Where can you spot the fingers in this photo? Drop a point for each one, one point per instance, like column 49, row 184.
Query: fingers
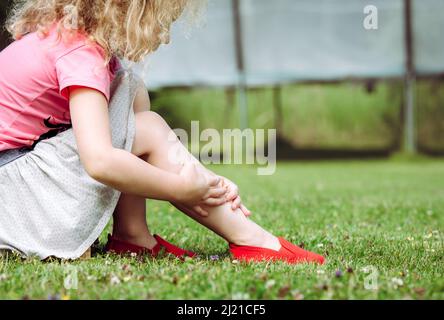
column 215, row 202
column 236, row 203
column 216, row 193
column 213, row 181
column 199, row 210
column 245, row 210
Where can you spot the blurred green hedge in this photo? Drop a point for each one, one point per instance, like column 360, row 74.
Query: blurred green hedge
column 353, row 116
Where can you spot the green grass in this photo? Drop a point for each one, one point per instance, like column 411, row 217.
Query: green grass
column 388, row 215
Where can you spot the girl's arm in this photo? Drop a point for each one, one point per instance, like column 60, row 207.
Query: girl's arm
column 122, row 170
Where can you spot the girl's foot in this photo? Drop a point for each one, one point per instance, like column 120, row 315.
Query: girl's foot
column 288, row 252
column 122, row 247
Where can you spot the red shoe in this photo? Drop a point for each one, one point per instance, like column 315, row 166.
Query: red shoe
column 122, row 247
column 289, row 253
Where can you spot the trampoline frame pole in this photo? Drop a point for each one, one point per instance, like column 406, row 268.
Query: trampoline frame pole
column 242, row 78
column 409, row 125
___
Render as a two-column CSV, with headers item_text and answer, only the part that opens with the line containing "Where can you spot the girl's foot" and runs through the end of the items. Give one row per item, with its text and its answer each in a single quoted field and line breaks replaced by spaces.

item_text,answer
"Where can you spot the girl's foot in this photo? Drop a point for each one, one point per instance, like column 120, row 315. Query: girl's foot","column 288, row 252 column 122, row 247"
"Where can you spot the red shoe in this photo? Drop a point for each one, one point per instance, like column 315, row 166. Query: red shoe","column 122, row 247 column 289, row 253"
"Where can you spot the trampoline frame pole in this photo? Drop a point for each one, one point per instance, like column 406, row 268. Query: trampoline frame pole","column 242, row 78 column 409, row 125"